◆ Stated goal
State only the number of lines in the rows below that contain the word "black".

◆ Supplied information
··········
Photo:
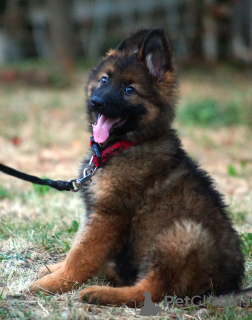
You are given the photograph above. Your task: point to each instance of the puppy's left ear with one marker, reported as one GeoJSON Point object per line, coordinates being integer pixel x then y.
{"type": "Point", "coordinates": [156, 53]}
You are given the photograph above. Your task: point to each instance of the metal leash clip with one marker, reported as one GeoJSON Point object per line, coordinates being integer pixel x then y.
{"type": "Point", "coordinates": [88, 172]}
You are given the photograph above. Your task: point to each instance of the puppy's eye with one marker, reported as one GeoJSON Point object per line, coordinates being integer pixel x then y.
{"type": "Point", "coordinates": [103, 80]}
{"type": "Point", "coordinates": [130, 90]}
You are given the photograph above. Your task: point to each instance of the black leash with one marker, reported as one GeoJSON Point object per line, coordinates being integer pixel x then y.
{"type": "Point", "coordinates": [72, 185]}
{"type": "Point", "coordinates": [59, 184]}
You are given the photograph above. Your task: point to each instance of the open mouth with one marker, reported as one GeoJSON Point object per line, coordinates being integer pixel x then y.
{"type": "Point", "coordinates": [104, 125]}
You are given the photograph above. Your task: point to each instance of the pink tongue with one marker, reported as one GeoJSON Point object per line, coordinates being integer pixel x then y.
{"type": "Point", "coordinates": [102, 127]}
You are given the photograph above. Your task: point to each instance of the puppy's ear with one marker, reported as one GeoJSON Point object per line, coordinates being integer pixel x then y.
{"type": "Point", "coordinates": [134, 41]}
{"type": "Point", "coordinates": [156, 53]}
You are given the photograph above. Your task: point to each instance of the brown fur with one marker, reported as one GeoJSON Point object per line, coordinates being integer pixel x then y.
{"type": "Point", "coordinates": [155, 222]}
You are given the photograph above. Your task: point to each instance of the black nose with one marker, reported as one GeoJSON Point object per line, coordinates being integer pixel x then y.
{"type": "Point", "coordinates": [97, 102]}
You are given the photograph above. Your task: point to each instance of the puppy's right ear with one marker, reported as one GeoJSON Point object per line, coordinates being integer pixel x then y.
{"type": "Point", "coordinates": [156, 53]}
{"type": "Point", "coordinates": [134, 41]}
··········
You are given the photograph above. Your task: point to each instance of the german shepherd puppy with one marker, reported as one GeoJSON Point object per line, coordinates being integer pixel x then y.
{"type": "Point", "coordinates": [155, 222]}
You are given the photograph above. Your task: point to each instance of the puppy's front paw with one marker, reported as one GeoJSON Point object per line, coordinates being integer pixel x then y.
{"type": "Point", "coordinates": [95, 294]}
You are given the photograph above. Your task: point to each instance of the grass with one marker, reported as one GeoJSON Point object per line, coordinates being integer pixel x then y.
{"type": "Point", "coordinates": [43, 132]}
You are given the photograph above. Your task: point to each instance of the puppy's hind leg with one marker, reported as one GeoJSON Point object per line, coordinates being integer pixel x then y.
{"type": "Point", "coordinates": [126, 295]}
··········
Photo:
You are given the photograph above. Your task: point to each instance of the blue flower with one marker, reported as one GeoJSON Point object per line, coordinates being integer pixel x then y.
··········
◆ Exercise result
2